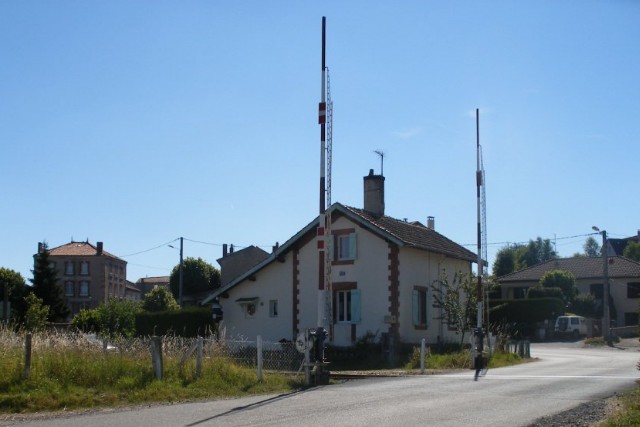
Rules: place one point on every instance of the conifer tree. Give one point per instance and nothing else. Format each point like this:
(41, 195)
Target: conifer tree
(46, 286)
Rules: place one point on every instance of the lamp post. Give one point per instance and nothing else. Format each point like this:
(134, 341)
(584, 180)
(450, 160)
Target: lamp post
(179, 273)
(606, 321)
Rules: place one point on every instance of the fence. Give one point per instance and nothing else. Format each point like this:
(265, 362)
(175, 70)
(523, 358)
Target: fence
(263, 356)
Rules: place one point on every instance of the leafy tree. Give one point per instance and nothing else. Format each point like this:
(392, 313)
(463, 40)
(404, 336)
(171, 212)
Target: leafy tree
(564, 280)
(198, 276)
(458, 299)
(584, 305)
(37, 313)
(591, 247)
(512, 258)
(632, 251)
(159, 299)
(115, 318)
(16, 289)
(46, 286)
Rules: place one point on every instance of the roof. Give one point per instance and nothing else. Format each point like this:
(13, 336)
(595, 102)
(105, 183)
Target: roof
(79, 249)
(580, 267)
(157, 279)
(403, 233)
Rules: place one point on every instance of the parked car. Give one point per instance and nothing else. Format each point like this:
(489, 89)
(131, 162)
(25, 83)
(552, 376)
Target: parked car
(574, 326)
--
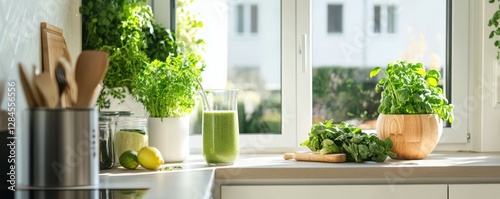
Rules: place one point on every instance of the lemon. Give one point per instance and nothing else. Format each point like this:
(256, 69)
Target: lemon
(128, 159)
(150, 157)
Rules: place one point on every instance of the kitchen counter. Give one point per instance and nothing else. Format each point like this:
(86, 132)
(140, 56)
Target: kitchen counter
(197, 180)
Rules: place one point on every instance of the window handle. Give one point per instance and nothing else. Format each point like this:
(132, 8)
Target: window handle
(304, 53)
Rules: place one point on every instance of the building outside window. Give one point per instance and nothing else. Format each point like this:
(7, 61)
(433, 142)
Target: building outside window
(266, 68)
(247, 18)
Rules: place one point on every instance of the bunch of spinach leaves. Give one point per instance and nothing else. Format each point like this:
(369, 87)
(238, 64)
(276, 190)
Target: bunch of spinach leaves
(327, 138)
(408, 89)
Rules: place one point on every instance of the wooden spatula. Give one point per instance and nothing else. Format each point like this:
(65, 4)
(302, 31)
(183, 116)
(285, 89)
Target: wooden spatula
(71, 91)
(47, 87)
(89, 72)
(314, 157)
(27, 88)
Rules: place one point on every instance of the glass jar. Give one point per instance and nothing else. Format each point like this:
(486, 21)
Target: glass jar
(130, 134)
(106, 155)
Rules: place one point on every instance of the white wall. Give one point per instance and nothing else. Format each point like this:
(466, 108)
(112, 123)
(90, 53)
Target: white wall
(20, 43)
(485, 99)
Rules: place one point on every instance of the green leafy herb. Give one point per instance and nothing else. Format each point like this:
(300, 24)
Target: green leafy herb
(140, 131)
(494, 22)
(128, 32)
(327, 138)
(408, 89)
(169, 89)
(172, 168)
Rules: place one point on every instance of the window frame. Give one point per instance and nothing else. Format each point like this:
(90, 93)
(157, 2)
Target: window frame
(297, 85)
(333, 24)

Exercise directions: From the records above, copy only the lines starting with the line that holds "Target: kitchen counter" and going on through the line that holds "Rules: place one point on every instance of the glass", exactly as written.

Your solution:
Target: kitchen counter
(197, 180)
Rules: place one point on every instance of the window handle. Give one point per instance and nothing else. Format each point like this:
(132, 8)
Target: window handle
(304, 53)
Rules: place one point on every instance of the building outside window. Give one point per instance and nothing else. Format each point like this:
(7, 61)
(433, 142)
Target: building outside window
(266, 68)
(247, 18)
Rules: place one point on every instance of the bunch of spinach leaves. Give one point per instance and nothing else. Format each point like this:
(369, 87)
(238, 64)
(276, 190)
Target: bunch of spinach leaves
(327, 138)
(408, 89)
Rules: place one point on every instance of the wooden spatula. Give one point per instance and nothing else. Format each point like this:
(65, 4)
(302, 31)
(183, 116)
(285, 89)
Target: wooden spatula
(71, 91)
(47, 87)
(89, 72)
(314, 157)
(27, 88)
Rules: place one point on every instance of the glass jar. Give one point per instance and nothing else. Format each point like this:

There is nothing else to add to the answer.